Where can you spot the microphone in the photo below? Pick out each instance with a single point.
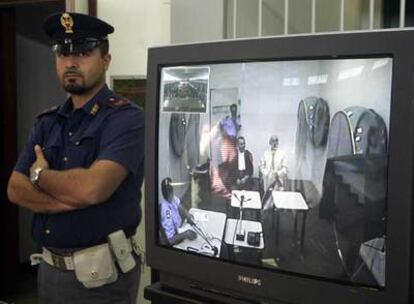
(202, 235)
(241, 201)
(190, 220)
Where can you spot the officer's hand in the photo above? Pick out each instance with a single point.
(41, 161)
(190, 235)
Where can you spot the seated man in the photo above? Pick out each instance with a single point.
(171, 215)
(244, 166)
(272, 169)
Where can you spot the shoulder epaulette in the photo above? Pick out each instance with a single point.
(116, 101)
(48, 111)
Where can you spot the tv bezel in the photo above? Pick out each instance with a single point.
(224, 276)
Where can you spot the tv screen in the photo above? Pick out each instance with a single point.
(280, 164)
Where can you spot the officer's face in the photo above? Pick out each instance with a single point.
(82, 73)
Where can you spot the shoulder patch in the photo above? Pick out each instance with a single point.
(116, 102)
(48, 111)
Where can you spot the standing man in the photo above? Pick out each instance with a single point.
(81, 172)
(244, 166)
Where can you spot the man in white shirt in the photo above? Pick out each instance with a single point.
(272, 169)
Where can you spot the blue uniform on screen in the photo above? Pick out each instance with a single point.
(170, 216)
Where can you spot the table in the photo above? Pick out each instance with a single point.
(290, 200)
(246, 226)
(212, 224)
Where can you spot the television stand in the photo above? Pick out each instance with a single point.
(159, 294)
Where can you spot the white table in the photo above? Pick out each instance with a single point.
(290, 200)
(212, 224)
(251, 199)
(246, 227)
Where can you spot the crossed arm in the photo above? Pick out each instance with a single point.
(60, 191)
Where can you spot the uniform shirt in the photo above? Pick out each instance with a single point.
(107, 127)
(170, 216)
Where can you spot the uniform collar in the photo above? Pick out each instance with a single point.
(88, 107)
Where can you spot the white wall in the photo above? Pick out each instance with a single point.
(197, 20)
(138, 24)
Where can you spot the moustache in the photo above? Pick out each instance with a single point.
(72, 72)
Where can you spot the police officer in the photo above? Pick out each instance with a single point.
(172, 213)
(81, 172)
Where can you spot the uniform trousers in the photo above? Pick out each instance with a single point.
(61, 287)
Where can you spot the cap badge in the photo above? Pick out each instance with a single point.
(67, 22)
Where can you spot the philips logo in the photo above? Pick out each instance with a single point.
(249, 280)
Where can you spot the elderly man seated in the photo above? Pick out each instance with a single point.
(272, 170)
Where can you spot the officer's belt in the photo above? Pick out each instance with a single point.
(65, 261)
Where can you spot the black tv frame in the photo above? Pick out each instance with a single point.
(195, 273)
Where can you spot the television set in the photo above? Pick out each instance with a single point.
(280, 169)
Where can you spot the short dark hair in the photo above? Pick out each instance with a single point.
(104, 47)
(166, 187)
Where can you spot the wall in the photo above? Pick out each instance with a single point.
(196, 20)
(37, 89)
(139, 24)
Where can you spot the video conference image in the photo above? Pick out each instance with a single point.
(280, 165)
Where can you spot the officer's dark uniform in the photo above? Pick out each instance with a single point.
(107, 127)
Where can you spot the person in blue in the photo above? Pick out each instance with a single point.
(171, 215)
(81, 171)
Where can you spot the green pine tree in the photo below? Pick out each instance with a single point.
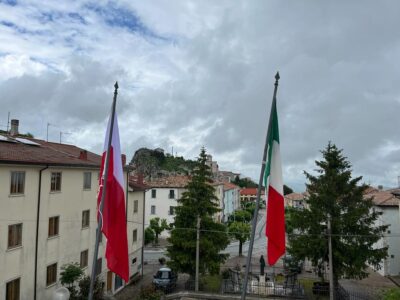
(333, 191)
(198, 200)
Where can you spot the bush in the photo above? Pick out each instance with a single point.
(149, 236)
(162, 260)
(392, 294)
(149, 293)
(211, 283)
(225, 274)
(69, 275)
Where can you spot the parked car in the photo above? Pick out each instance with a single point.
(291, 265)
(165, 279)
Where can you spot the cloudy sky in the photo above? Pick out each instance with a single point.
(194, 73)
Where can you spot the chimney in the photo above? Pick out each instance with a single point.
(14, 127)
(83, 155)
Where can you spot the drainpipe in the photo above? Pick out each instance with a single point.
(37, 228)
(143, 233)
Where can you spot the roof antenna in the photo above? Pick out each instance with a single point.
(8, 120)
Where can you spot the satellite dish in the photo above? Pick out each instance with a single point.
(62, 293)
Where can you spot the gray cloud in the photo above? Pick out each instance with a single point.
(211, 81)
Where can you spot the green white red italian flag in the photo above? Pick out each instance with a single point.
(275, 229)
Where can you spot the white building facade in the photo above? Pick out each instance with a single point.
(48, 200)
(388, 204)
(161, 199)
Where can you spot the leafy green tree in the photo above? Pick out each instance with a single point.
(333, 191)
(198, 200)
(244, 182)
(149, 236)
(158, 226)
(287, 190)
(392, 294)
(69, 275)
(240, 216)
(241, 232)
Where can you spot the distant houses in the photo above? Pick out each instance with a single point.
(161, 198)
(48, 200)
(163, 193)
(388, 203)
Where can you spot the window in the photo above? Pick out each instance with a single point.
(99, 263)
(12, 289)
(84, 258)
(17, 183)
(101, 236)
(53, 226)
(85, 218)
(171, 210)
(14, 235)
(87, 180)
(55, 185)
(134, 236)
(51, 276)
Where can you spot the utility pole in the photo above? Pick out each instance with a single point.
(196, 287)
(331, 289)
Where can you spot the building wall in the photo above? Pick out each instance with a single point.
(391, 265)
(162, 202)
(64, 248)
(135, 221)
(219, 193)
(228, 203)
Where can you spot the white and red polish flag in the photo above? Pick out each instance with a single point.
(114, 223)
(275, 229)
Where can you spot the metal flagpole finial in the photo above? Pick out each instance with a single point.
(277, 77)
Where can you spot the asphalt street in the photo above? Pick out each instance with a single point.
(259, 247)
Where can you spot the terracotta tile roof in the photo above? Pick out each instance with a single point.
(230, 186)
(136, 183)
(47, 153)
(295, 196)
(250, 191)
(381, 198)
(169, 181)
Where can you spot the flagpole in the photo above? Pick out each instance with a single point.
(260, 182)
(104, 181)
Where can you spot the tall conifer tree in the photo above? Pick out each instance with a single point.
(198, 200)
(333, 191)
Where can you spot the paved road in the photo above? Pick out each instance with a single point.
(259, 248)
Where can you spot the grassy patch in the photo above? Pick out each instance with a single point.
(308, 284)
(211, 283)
+++
### Task prompt
The answer should match the material exactly, with every picture removed.

### Written reply
Where can you spot the microphone in the photo below? Pick out each instance with a single point.
(202, 235)
(241, 201)
(190, 220)
Where can you spot the officer's hand in the photo above? Pick out each instance with a single point.
(41, 161)
(190, 235)
Where can you spot the seated man in the photo above? Pick out each instance with a single point.
(171, 215)
(244, 166)
(272, 169)
Where can you spot the shoulder epaulette in the photo above? Pick out each instance with a single point.
(116, 101)
(48, 111)
Where can you spot the tv bezel in the photo above? Pick out each instance with a single point.
(224, 276)
Where can you spot the tv screen in the photo above? Pick out each instance with a single point.
(280, 164)
Where can you spot the officer's face in the photo above? Pick out each instance with a single point.
(82, 73)
Where can you spot the shoulder patch in the photo above? Pick out each instance with a single point.
(116, 102)
(48, 111)
Where can you spot the standing man in the photo above? Pick out each instance with a single point.
(81, 172)
(244, 166)
Where can you spot the man in white shirt in the photo above? Pick out each instance with a single point.
(272, 169)
Where can you spot the blue uniform on screen in the photo above? Pick out each instance with a single point.
(170, 216)
Where can you spot the table in the photo above? Pick out each instance with a single point.
(290, 200)
(246, 226)
(212, 224)
Where can you spot the television stand in the photo above? Pick out each instance with a single point.
(159, 294)
Where can you spot the white table in the photo above? Pick out each instance with a single point.
(290, 200)
(212, 224)
(251, 199)
(246, 227)
Where can you spot the crossed arm in the photo above? Pick out each instance with a single point.
(60, 191)
Where can you spot the uniform shirt in the photo above? Pick out each instance with a single point.
(107, 127)
(170, 216)
Where can you spot the uniform collar in the photo above? Pick out each instance with a single point.
(88, 107)
Where can you spot the white wall in the photo above? Pick out each instance with a single point.
(197, 20)
(138, 24)
Where can you spot the moustache in the photo above? Pick out each instance with a single point.
(72, 72)
Where can you spot the police officer in the photo above? Pick out each instance with a single point.
(172, 213)
(81, 172)
Where can you spot the uniform trousers in the photo above? Pick out each instance with a single point.
(61, 287)
Where can you spot the cap badge in the photo above? Pick out each instance with a single point.
(67, 22)
Where can you spot the philips logo in the photo above? Pick out each instance with a single point.
(249, 280)
Where can you spot the elderly man seated in the photo above? Pick out each instance with a single point.
(272, 170)
Where can you spot the officer's belt in the photo above? Pick out each instance with a single point.
(65, 261)
Where can you spot the black tv frame in the photo above? Pick out each instance with a single point.
(195, 273)
Where can you spot the television set in the photo above? Pick out each instance with a single point.
(280, 169)
Where can you spot the short dark hair in the photo above? Pick out each instance with a single point.
(104, 47)
(166, 187)
Where can you spot the wall in the photo above? Pick out each instance with a single point.
(196, 20)
(37, 89)
(139, 24)
Where can you spot the video conference image in the photo above? Pick out each instance with a single point.
(280, 165)
Where can you spot the officer's dark uniform in the photo above? Pick out each instance with a single point.
(107, 127)
Where can you spot the person in blue in the photo above? Pick out each instance with a single point.
(171, 215)
(81, 171)
Where can you spot the green pine tree in the photo below? Pick out each instance with a single point.
(333, 191)
(198, 200)
Where can you spot the bush in the photo above? Pick out each instance with a single point.
(149, 236)
(162, 260)
(392, 294)
(149, 293)
(211, 283)
(225, 274)
(69, 275)
Where can you spot the parked car in the photo above? Pick out each instance with a single point.
(291, 265)
(165, 279)
Where can you spot the cloudy sky in the photo above? Pick out each instance with a single point.
(194, 73)
Where can you spot the chimney in the photo above? Pick out each instance with a single point.
(14, 127)
(83, 155)
Where can you spot the drainpipe in the photo above? Pick out each instance with a single point.
(37, 228)
(143, 233)
Where can you spot the roof antenna in the photo above? Pick out each instance with a single point.
(8, 120)
Where can you spot the satellite dish in the photo above? Pick out each instance with a single point.
(62, 293)
Where can you spot the gray cloud in the photo above? Pick out each instance with a single point.
(211, 81)
Where can you spot the green white red italian flag in the photo above? Pick out each instance with a single point.
(275, 229)
Where can you spot the white building facade in the photo above? Pick out each instance with a single point.
(48, 200)
(388, 204)
(161, 199)
Where can you spot the leafy green tree in the photo above? Pick out each instance with a single point.
(333, 191)
(198, 200)
(244, 182)
(149, 236)
(158, 226)
(287, 190)
(392, 294)
(69, 275)
(240, 216)
(241, 232)
Where can you spot the distant houses in the photo above? Pick out each instance with a single point.
(161, 198)
(48, 200)
(163, 193)
(388, 203)
Where can you spot the window in the photo above? Pick out each instance with a single point.
(99, 263)
(12, 289)
(84, 258)
(17, 183)
(101, 236)
(53, 226)
(85, 218)
(171, 210)
(14, 235)
(87, 180)
(55, 185)
(134, 236)
(51, 276)
Where can you spot the utility pole in the photo above? Pick out each instance with a single point.
(196, 287)
(331, 289)
Where can you spot the building wall in the photo above? Pick out each instance with a single point.
(391, 265)
(162, 202)
(64, 248)
(135, 221)
(219, 193)
(228, 203)
Where can you spot the white and red polish flag in the photo above? Pick out each instance with a single point.
(114, 223)
(275, 229)
Where can you spot the metal flagpole finial in the photo above? Pick out each instance with a single point.
(277, 77)
Where can you spot the asphalt street in the photo above? Pick out each instance with a single point.
(259, 247)
Where can you spot the terracotta tile roof in the photo above? Pick out each instance with a single point.
(230, 186)
(136, 183)
(47, 153)
(295, 196)
(250, 191)
(381, 198)
(169, 181)
Where can you spot the flagpole in the photo above? Pick out each instance with a single point.
(260, 182)
(104, 181)
Where can you spot the tall conifer tree in the photo above? Pick out each instance with a single point.
(198, 200)
(333, 191)
Where can you spot the paved road in the photo above? Pick out each instance with a single point.
(259, 248)
Where can you spot the grassy patch in the photo above? Pick out each instance with a single point.
(308, 284)
(211, 283)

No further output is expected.